:: Data provided ::
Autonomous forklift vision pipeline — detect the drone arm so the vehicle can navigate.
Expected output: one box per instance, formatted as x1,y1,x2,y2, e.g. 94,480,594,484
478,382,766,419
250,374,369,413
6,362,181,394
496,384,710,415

:: Work to do ::
Arrange every line of the data above into a Markdown table with two columns, Row and Data line. Number the lines in order and leave out any blank lines.

:: Result for this task ::
| Row | Data line |
|---|---|
| 1 | Autonomous forklift vision pipeline — detect the drone arm so the vehicle can navigate. |
| 2 | Expected output: one box per instance, formatted as x1,y1,x2,y2, e.g. 94,480,594,484 |
| 3 | 478,382,766,419 |
| 4 | 250,374,369,413 |
| 5 | 6,362,181,394 |
| 6 | 496,384,710,415 |